> **Given request**:
Transcribe the records below exactly, leaving out any pictures.

[Stored data]
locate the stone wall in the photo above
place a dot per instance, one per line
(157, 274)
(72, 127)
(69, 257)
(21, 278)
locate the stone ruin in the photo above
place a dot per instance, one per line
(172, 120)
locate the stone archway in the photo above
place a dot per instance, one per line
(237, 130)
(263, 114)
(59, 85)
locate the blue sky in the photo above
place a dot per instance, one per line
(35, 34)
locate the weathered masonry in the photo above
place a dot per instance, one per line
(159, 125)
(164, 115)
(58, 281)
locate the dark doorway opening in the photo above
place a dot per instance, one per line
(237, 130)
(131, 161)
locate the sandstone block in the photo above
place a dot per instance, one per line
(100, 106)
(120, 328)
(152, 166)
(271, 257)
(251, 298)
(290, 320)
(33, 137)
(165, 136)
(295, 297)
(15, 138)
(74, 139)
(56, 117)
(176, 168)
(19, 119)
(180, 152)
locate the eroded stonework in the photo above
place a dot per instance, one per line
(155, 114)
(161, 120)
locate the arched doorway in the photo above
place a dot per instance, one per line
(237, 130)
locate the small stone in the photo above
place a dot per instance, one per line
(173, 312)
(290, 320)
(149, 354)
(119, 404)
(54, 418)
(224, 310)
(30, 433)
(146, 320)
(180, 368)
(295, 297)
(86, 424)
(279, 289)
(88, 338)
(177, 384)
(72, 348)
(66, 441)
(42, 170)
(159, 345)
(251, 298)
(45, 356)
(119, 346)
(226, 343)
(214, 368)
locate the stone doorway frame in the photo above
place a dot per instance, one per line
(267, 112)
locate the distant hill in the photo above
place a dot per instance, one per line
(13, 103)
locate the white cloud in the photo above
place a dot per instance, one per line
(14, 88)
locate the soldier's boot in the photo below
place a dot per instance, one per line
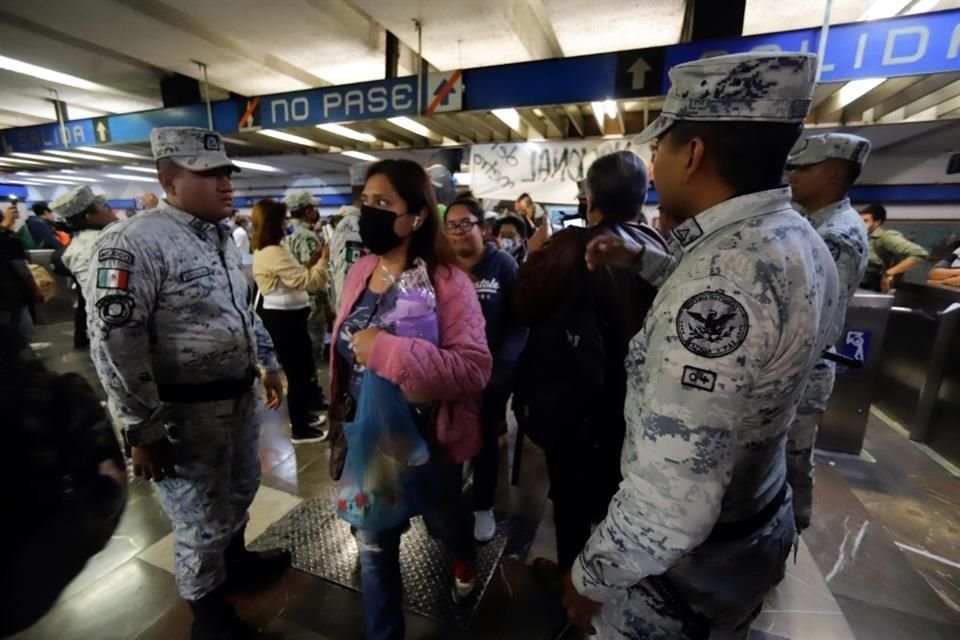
(249, 571)
(215, 619)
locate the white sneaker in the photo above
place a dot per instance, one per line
(484, 526)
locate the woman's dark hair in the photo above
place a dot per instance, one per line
(515, 221)
(878, 211)
(748, 156)
(413, 185)
(269, 219)
(471, 205)
(617, 185)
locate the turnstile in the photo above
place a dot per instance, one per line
(845, 421)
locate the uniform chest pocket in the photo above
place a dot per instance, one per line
(195, 274)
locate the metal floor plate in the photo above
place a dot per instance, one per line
(322, 546)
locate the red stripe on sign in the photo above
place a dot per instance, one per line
(447, 88)
(249, 112)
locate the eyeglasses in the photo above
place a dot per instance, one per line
(462, 226)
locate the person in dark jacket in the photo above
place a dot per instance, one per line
(494, 273)
(582, 417)
(41, 227)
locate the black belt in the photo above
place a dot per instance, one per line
(725, 531)
(212, 391)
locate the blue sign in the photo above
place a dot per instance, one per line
(363, 101)
(902, 46)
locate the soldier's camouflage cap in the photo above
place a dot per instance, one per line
(746, 87)
(816, 149)
(76, 201)
(300, 199)
(192, 148)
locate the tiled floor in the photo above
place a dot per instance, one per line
(880, 561)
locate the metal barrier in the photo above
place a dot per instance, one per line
(845, 421)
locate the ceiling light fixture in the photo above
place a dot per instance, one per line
(42, 73)
(113, 152)
(289, 137)
(79, 156)
(36, 156)
(17, 161)
(346, 132)
(412, 125)
(360, 156)
(123, 176)
(856, 89)
(509, 117)
(255, 166)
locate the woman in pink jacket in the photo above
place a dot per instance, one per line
(443, 383)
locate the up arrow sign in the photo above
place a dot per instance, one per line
(103, 133)
(638, 72)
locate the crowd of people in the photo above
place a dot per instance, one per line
(673, 376)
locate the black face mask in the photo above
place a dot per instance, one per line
(376, 229)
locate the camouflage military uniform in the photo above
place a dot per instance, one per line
(714, 379)
(169, 312)
(843, 232)
(303, 243)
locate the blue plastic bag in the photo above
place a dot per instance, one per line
(381, 486)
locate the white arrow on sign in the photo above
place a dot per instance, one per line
(639, 70)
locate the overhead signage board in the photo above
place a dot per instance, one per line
(625, 74)
(902, 46)
(548, 171)
(343, 103)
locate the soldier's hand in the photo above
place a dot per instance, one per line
(274, 390)
(580, 609)
(154, 461)
(613, 252)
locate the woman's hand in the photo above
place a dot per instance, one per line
(362, 341)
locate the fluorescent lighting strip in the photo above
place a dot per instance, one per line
(114, 153)
(358, 155)
(123, 176)
(35, 156)
(346, 132)
(79, 156)
(413, 126)
(289, 137)
(42, 73)
(255, 166)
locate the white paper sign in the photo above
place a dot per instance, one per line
(548, 171)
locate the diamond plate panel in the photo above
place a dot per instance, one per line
(321, 545)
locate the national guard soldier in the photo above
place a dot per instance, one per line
(176, 344)
(822, 168)
(702, 523)
(87, 214)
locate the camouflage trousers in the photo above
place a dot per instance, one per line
(723, 581)
(802, 438)
(218, 474)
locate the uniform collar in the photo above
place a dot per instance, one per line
(202, 228)
(691, 232)
(822, 215)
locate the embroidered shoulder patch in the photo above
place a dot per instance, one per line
(115, 310)
(117, 255)
(712, 324)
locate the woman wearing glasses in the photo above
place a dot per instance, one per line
(494, 272)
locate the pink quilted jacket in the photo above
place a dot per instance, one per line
(455, 373)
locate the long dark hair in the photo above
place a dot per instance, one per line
(413, 185)
(268, 217)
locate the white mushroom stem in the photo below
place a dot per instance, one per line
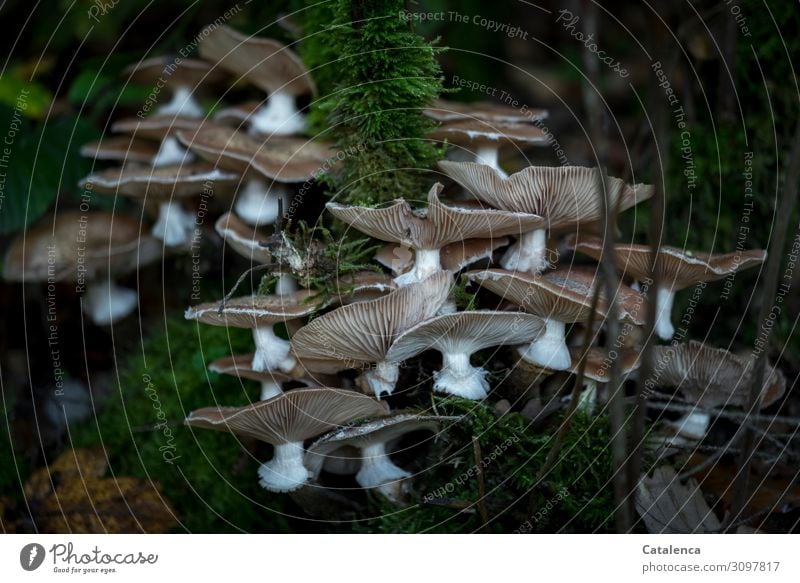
(257, 204)
(550, 349)
(448, 307)
(528, 254)
(285, 471)
(174, 225)
(664, 300)
(285, 285)
(490, 155)
(377, 468)
(426, 263)
(459, 377)
(105, 302)
(587, 402)
(270, 388)
(383, 378)
(272, 352)
(693, 425)
(170, 152)
(183, 103)
(278, 117)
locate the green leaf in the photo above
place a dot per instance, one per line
(28, 97)
(39, 163)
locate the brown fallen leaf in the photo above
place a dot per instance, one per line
(71, 495)
(669, 507)
(768, 492)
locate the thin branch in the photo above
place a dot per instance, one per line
(476, 450)
(610, 279)
(784, 212)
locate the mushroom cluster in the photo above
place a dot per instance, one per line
(338, 371)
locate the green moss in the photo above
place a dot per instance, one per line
(212, 479)
(574, 496)
(385, 75)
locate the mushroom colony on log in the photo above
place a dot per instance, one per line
(341, 373)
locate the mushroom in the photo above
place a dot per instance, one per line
(175, 226)
(449, 111)
(560, 297)
(457, 336)
(454, 257)
(564, 196)
(241, 366)
(711, 377)
(236, 114)
(181, 76)
(247, 242)
(371, 438)
(360, 334)
(243, 238)
(260, 314)
(88, 249)
(677, 270)
(487, 138)
(283, 161)
(426, 231)
(597, 370)
(271, 66)
(121, 149)
(286, 421)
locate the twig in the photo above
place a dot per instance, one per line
(555, 449)
(476, 449)
(784, 212)
(725, 413)
(239, 281)
(656, 230)
(610, 278)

> **Response below**:
locate the stone wall in the photo above
place a dot per instance, one per line
(157, 274)
(72, 127)
(69, 257)
(21, 278)
locate the stone ruin in the photo above
place a dot per instance, one per line
(172, 120)
locate the stone archway in the photo above
place a dot per instance, one per line
(237, 130)
(263, 114)
(59, 85)
locate the blue sky in the photo above
place a dot per instance, one per line
(35, 34)
locate the weathered masonry in the photo above
place a dot per instance, one per line
(159, 125)
(164, 115)
(58, 281)
locate the dark doorway opening in the photo above
place a dot per instance, one per line
(237, 130)
(131, 161)
locate the sandstone block in the photo above
place a dot per instance, one per line
(100, 106)
(120, 328)
(152, 166)
(271, 257)
(251, 298)
(290, 320)
(33, 137)
(165, 136)
(295, 297)
(15, 138)
(74, 139)
(56, 117)
(176, 168)
(19, 119)
(180, 152)
locate the eroded stonework in the photo above
place a dot per instance, one per line
(155, 114)
(161, 120)
locate the arched doorway in the photo above
place a dot per instance, one per line
(237, 130)
locate the small stone in the photo above
place a dot per instance, one per line
(173, 312)
(290, 320)
(149, 354)
(119, 404)
(54, 418)
(224, 310)
(30, 433)
(146, 320)
(180, 368)
(295, 297)
(86, 424)
(279, 289)
(88, 338)
(177, 384)
(72, 348)
(66, 441)
(42, 170)
(159, 345)
(251, 298)
(45, 356)
(119, 346)
(226, 343)
(214, 368)
locate the stone doorway frame in the photo above
place a dot per instance, one per line
(267, 112)
locate the distant hill in the photo above
place a dot per instance, one per line
(13, 103)
locate the white cloud in the photo above
place a dot per instance, one per line
(14, 88)
locate the soldier's boot in the photo below
place a dot per instance, one per line
(249, 571)
(215, 619)
locate the white sneaker in the photo above
place a dot per instance, one per line
(484, 526)
locate the woman's dark hair in the photo above
place a dot per instance, one per line
(515, 221)
(878, 211)
(748, 156)
(413, 185)
(269, 219)
(471, 205)
(617, 185)
locate the turnstile in the photo above
place a dot per instance, one per line
(845, 421)
locate the uniform chest pocket in the photo above
place a dot per instance, one per line
(195, 274)
locate the metal floor plate in the photo above
place a dot per instance, one per line
(322, 546)
locate the red stripe on sign in the photo above
place a dot per instance, one per line
(447, 88)
(249, 112)
locate the eyeglasses in the photo above
place a dot per instance, one per line
(462, 226)
locate the person in dark jacket in the photo above
place a dot per instance, one per line
(494, 273)
(582, 417)
(41, 227)
locate the black belt in the photo above
place a dot per instance, one per line
(725, 531)
(212, 391)
locate the blue sign in the photo above
place a dot per instance, one per line
(363, 101)
(902, 46)
locate the soldier's camouflage cap in the photo above
place a dot per instance, one per line
(746, 87)
(816, 149)
(76, 201)
(300, 199)
(192, 148)
locate the tiled floor in the photo above
place a dot per instance, one per line
(880, 561)
locate the metal barrier in the photo above
place a dot per instance, one per line
(845, 421)
locate the ceiling light fixture in the photo above
place a dot per instance, one per line
(42, 73)
(113, 152)
(289, 137)
(79, 156)
(36, 156)
(17, 161)
(346, 132)
(412, 125)
(360, 156)
(123, 176)
(856, 89)
(509, 117)
(255, 166)
locate the woman in pink jacket in the photo above
place a dot per instance, one per line
(443, 383)
locate the up arrow sign in the photo above
place a dot per instance, one per line
(103, 133)
(638, 72)
locate the crowd of people in the photo above
place a dot per instance, one per line
(673, 376)
locate the black face mask in the photo above
place a dot per instance, one per line
(376, 229)
locate the camouflage military uniform in the photo above
place a dot per instance, one per line
(714, 379)
(169, 312)
(843, 232)
(303, 243)
locate the blue plastic bag in the photo above
place a dot per instance, one per line
(381, 486)
locate the white arrow on sign in the photo above
place a dot per instance, one per line
(639, 70)
locate the overhead signage board in the photo above
place a dot per instance, one per line
(625, 74)
(902, 46)
(548, 171)
(343, 103)
locate the soldier's hand in the photo above
place a dot per instance, one per line
(274, 390)
(580, 609)
(154, 461)
(613, 252)
locate the woman's hand in the photo above
place a dot per instance, one per line
(362, 341)
locate the fluorescent lighting strip in the photo above
place a dot per instance, one per line
(114, 153)
(358, 155)
(123, 176)
(35, 156)
(346, 132)
(79, 156)
(413, 126)
(289, 137)
(42, 73)
(255, 166)
locate the white paper sign in the photo above
place a dot per instance, one per line
(548, 171)
locate the diamond plate panel in the photo above
place a dot per instance, one per line
(321, 545)
locate the national guard soldier in the photo above
place a dot per instance, one per line
(176, 344)
(822, 168)
(702, 523)
(87, 214)
locate the camouflage trousers in the photo above
place a dot per instance, one per line
(723, 581)
(802, 438)
(218, 474)
locate the uniform collar in the photo above
place a dot per instance, one per line
(202, 228)
(691, 232)
(822, 215)
locate the embroidered shoulder patch in the photo above
place a dot per instance, one per line
(115, 310)
(117, 255)
(712, 324)
locate the woman wearing glasses in the photo above
place a dot per instance, one per line
(494, 272)
locate the pink quilted jacket in the photo above
place a dot per instance, one per line
(455, 373)
locate the long dark hair in the photo above
place a dot per instance, one per line
(413, 185)
(268, 217)
locate the white mushroom stem in the photo below
place a dot per instance, one per line
(257, 204)
(550, 349)
(448, 307)
(528, 254)
(285, 471)
(174, 225)
(664, 300)
(285, 285)
(490, 155)
(377, 468)
(426, 263)
(459, 377)
(105, 302)
(587, 402)
(270, 388)
(383, 378)
(272, 352)
(693, 425)
(170, 152)
(183, 103)
(278, 117)
locate the green leaf in the photo above
place a dot per instance, one per line
(28, 97)
(39, 163)
locate the brown fallen leaf in the photo above
place a dot per instance, one per line
(71, 495)
(669, 507)
(768, 492)
locate the thin branch in the photo above
place a dot per instance, one per line
(476, 450)
(610, 279)
(784, 212)
locate the mushroom cluster in the photo above
place a dot per instance, one per line
(338, 371)
locate the green moss in the photo above
place a dot per instance, one per line
(212, 479)
(574, 496)
(385, 75)
locate the mushroom colony on log in the photo above
place a dot per instance, one per line
(341, 373)
locate the mushroom in the photo above
place a dot per instance, one per line
(175, 226)
(449, 111)
(560, 297)
(457, 336)
(454, 257)
(564, 196)
(241, 366)
(711, 377)
(236, 114)
(181, 76)
(247, 242)
(371, 438)
(360, 334)
(243, 238)
(260, 314)
(88, 249)
(677, 270)
(487, 138)
(283, 161)
(426, 231)
(597, 370)
(271, 66)
(121, 149)
(286, 421)
locate the twig in the photo above
place a dot per instance, one per line
(555, 449)
(476, 449)
(784, 212)
(725, 413)
(239, 281)
(656, 230)
(610, 278)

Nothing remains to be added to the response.